**OBIETTIVO**: Trascrivi in forma di elenco numerato le righe delle voci, dalla riga che contiene "The component shall return one point per instance of the cell" fino all'ultima riga delle voci, entrambe comprese, omettendo le righe vuote.

### DATI DEL COMPITO

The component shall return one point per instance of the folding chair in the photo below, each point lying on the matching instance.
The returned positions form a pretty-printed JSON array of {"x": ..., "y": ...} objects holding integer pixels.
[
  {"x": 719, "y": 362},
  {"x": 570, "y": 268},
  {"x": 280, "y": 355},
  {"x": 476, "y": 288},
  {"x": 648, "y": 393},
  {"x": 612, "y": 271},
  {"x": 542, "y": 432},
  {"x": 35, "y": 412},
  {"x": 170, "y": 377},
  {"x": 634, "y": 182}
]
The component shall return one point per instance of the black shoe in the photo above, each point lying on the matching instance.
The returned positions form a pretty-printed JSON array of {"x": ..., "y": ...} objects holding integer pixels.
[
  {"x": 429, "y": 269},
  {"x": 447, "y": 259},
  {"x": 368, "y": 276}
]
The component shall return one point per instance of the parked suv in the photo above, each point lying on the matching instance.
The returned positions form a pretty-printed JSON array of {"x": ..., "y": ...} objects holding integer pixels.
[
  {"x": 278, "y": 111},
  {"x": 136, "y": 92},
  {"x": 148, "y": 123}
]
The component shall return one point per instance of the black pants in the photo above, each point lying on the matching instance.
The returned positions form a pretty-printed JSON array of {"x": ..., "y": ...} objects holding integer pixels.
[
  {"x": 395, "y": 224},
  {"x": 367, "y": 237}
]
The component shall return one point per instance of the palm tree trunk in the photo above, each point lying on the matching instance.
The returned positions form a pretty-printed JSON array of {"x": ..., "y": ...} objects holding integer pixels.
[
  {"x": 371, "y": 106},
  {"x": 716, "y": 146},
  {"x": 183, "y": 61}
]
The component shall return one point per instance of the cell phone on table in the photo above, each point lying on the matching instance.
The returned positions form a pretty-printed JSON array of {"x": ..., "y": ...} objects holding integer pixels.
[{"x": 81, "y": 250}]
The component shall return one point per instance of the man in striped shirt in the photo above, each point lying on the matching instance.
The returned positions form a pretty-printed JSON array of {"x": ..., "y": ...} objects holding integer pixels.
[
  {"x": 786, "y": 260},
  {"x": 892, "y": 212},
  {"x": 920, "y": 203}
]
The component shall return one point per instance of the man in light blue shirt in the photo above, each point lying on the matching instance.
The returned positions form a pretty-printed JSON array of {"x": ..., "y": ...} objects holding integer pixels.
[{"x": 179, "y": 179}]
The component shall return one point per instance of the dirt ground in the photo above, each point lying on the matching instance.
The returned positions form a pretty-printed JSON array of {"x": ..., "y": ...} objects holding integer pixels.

######

**SOLUZIONE**:
1. The component shall return one point per instance of the cell phone on table in the photo above, each point lying on the matching instance.
2. The returned positions form a pretty-printed JSON array of {"x": ..., "y": ...} objects holding integer pixels.
3. [{"x": 81, "y": 250}]
4. The component shall return one point per instance of the man in striped shirt in the photo above, each point lying on the matching instance.
5. The returned positions form a pretty-printed JSON array of {"x": ..., "y": ...} objects holding integer pixels.
6. [
7.   {"x": 786, "y": 260},
8.   {"x": 892, "y": 212},
9.   {"x": 920, "y": 203}
10. ]
11. The component shall return one point per instance of the man in light blue shirt in the photo above, each point lying on the matching instance.
12. The returned positions form a pretty-printed JSON array of {"x": ..., "y": ...} objects holding integer pixels.
13. [{"x": 179, "y": 179}]
14. The component shall return one point per instance of the dirt ground in the photo above, each point lying on the matching instance.
15. The returned positions form a pretty-printed JSON array of {"x": ..., "y": ...} objects holding integer pixels.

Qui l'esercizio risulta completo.